[Collection entries]
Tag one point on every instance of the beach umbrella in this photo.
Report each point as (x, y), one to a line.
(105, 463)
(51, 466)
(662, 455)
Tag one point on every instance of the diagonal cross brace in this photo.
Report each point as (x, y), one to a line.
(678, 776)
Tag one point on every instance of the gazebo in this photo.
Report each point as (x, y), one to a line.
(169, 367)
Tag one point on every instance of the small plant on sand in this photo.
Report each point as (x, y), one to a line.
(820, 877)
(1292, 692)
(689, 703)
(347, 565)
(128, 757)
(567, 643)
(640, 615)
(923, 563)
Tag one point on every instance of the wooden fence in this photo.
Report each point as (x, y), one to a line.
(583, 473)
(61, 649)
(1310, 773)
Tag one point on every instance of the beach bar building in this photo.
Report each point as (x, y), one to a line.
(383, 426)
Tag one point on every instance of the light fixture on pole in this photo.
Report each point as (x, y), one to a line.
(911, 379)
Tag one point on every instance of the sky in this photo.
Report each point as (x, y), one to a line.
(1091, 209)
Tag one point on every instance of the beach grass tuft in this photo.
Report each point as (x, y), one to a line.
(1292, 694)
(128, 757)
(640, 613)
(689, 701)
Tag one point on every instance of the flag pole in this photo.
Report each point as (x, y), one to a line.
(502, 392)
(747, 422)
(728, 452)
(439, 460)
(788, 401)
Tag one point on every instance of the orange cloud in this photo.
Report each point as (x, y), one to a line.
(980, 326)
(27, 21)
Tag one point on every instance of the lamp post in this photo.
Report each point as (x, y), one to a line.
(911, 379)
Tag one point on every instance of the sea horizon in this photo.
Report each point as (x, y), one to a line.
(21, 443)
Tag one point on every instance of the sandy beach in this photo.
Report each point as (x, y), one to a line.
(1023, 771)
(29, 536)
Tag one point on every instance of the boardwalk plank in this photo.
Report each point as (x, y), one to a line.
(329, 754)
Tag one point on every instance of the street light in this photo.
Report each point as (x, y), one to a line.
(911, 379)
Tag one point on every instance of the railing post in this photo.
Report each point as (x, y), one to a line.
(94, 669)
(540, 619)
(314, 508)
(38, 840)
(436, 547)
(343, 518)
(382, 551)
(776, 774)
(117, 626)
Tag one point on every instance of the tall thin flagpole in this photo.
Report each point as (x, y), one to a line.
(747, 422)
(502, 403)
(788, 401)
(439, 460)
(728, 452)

**AIM OF THE EXERCISE:** Reproduce the lines of every record above without any change.

**RESULT BELOW:**
Tag one point on every instance of the beach umbrella in this photo.
Report each point as (x, y), one to a line.
(105, 463)
(51, 466)
(662, 455)
Tag one point on every instance of the diagonal cross brace in this photo.
Report each point as (x, y), one to a line.
(678, 776)
Tag one point on every instance of the gazebo in this photo.
Report each point as (x, y), one to a line.
(169, 367)
Tag one point on every instance of the small plant on sand in this photo.
Report each point as (x, y), one to a line.
(820, 877)
(1292, 692)
(689, 703)
(347, 565)
(128, 757)
(567, 643)
(640, 615)
(923, 563)
Tag one point on every instance of the wooden fence in this photo.
Report each point as (x, y), one to a line.
(583, 473)
(61, 649)
(1310, 773)
Tag one point on every instance of the beach bar building in this photo.
Report each point as (x, y), one to a line.
(383, 426)
Tag one point on every instance of the light fixture on pole in this photo.
Report each point as (x, y), one to a line.
(911, 379)
Tag one point on every instance of the sky in this photo.
Report each point as (x, y), one to a line.
(1091, 209)
Tag one point on every instance of the beach grass tuft in this photo.
Report each point as (x, y), one to a line.
(1292, 694)
(128, 757)
(640, 613)
(689, 701)
Tag one point on every instance of the flag pole in this photo.
Report each point as (x, y), one to a line.
(502, 392)
(747, 422)
(728, 452)
(439, 460)
(788, 401)
Tag one point on every instance of the orange cloud in this photo.
Report each point as (x, y), one to a line.
(980, 326)
(27, 21)
Tag one point on every instance of the lamp post in this photo.
Report each point as (x, y), one to a line.
(911, 379)
Tag one point on every instance of the sea horizon in this photo.
Report each point as (x, y), one to a line.
(21, 443)
Tag one point on every instance of the sandy beach in this photo.
Report each point as (x, y), one to a line.
(1023, 771)
(29, 536)
Tag one point on every instance of the boardwalk plank in this photo.
Report each point as (x, y), one to a line.
(329, 754)
Tag one point on every instance of the street light in this photo.
Report each point as (x, y), one to a line.
(911, 379)
Tag one point on every instance of the railing post in this photo.
Report each point as (x, y), one to a line.
(94, 669)
(540, 619)
(314, 508)
(38, 840)
(436, 547)
(343, 518)
(382, 551)
(776, 774)
(117, 626)
Tag one point on every instance of the tall thin flagpole in this photo.
Report each point as (x, y), one to a line.
(747, 422)
(502, 403)
(788, 401)
(439, 460)
(728, 452)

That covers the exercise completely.